Please return the entries, omitting and altering nothing.
- - -
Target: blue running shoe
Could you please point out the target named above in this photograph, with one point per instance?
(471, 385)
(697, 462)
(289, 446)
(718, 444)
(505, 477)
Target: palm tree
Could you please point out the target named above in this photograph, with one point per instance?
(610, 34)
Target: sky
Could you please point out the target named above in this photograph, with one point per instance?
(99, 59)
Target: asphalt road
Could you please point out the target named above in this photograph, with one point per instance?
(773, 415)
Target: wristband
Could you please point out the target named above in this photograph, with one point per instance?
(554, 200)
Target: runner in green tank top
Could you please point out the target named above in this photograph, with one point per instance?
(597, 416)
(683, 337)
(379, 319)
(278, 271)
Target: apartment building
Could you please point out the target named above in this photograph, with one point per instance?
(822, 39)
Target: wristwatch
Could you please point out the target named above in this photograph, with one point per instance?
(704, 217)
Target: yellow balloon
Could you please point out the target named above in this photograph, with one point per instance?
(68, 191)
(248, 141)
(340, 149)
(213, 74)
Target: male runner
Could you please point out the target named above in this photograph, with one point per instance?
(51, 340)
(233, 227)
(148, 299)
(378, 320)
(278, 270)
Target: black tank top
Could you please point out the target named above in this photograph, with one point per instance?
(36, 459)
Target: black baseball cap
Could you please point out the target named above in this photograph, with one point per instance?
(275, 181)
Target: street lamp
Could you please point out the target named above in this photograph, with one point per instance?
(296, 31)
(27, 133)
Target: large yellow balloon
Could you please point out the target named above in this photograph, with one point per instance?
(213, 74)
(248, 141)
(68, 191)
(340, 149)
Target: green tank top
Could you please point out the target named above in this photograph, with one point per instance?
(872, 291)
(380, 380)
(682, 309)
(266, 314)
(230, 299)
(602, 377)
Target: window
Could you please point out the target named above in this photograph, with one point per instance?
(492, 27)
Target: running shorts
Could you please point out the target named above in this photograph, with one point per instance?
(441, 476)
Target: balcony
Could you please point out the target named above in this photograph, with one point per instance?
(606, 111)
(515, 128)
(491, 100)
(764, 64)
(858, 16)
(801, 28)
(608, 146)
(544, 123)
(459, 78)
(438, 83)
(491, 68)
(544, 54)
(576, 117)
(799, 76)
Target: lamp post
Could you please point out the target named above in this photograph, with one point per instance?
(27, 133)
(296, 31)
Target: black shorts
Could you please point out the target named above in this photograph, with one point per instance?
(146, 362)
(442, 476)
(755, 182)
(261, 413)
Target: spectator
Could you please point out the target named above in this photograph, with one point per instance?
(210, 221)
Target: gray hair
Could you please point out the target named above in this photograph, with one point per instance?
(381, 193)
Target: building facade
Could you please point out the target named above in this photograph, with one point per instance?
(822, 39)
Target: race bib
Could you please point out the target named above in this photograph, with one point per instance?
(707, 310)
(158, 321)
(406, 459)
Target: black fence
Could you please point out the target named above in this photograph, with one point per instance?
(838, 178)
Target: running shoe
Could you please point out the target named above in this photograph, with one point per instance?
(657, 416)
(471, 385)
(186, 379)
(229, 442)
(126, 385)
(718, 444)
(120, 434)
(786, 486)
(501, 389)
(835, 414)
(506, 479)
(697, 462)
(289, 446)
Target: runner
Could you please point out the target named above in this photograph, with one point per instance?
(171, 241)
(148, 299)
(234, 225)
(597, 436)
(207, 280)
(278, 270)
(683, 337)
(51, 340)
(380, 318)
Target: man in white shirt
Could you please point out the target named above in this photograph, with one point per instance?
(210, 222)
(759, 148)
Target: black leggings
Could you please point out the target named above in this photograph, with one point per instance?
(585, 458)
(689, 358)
- - -
### [Task result]
Target: blue running shoe
Could you please point out the target named above in this photograph, with one point per instance?
(471, 385)
(697, 462)
(289, 446)
(718, 444)
(505, 477)
Target: palm tree
Could you please point out the target named above in this photograph, with one point per instance?
(610, 34)
Target: sky
Could you please point out the target named above in this photograph, with one point per instance?
(99, 59)
Target: asphalt road
Could you please point out the target named above in this photograph, with one point per instance?
(773, 415)
Target: wristband
Could you please point out the target named above in this photograph, with one point per instance?
(554, 200)
Target: runner in green tank top
Could you please point out the target named above in this photograph, with one point per instance?
(597, 416)
(683, 337)
(379, 319)
(278, 271)
Target: apartment building
Could you please point out the target named above in this photograph, with one point per instance?
(822, 39)
Target: wristwatch
Could you please point out the target named above in this photograph, with one point per instance?
(704, 217)
Target: yellow balloon
Could you please point out the target named above in this photograph, with one point per instance?
(68, 191)
(248, 141)
(340, 149)
(213, 74)
Target: male runner
Could you please point out the target named above in this photograph, with one point per instance?
(51, 340)
(233, 227)
(148, 299)
(378, 320)
(278, 270)
Target: black tank top
Could you please point out the target named above in this photograph, with one point per instance?
(36, 459)
Target: black baseball cap
Could you please point out the target named above in this photograph, with one point per instance?
(275, 181)
Target: street lamp
Could you please point out the target named above in this photograph, with one point per instance?
(296, 31)
(27, 133)
Target: large yellow balloon
Could you please point out the target named above in this photograph, with one point per instance?
(213, 74)
(248, 141)
(68, 191)
(340, 149)
Target: green tank top
Could you please point out the target named above in this photograph, with one point per instance?
(872, 291)
(380, 380)
(682, 309)
(266, 314)
(230, 299)
(602, 377)
Target: window
Could you please point out the target named above in this photograph, with one point per instance?
(492, 27)
Target: running shorts
Could you please point out the target named above in this photograph, with one point per instance?
(441, 476)
Target: balcony
Could you please point out the target named above in this photograph, with one point per instance?
(606, 111)
(515, 128)
(491, 100)
(764, 64)
(858, 16)
(801, 28)
(608, 146)
(544, 123)
(459, 78)
(438, 83)
(491, 68)
(544, 54)
(576, 117)
(799, 76)
Target: lamp post
Could you please point out the target named above in this photograph, with one point per instance?
(27, 133)
(296, 31)
Target: black shorts
Could you please point out the target named above in this photograph, with one point per instance?
(146, 362)
(442, 476)
(755, 182)
(261, 413)
Target: spectator
Could you please point out the target named above in this photograph, with one point per instance?
(210, 221)
Target: gray hair
Could you please point out the target named above in this photograph, with one point per instance?
(381, 193)
Target: building facade
Could you please point out the target named above in this photograph, with one point per instance?
(822, 39)
Target: race bib
Could you please point out the target named above in this photograph, with one point per instance?
(707, 310)
(158, 321)
(406, 459)
Target: black fence
Could you please point out the target named above in this photograph, with one point per instance?
(838, 178)
Target: running shoe
Could you please point out the target named above in this photograph, with one point per instance?
(657, 416)
(471, 385)
(186, 379)
(229, 442)
(126, 385)
(718, 444)
(120, 434)
(786, 486)
(501, 389)
(835, 414)
(506, 479)
(697, 462)
(289, 446)
Target: runner
Could you please point out the target named above in this photograph, with one point per instance?
(171, 241)
(148, 299)
(234, 225)
(597, 436)
(207, 280)
(278, 270)
(683, 337)
(51, 340)
(380, 318)
Target: man in white shirt
Could you please point out the target named above in this photograph, with one point per instance?
(210, 222)
(759, 148)
Target: black leggings
Could you please point out the target named above in this photograph, with one point per instance?
(585, 458)
(689, 358)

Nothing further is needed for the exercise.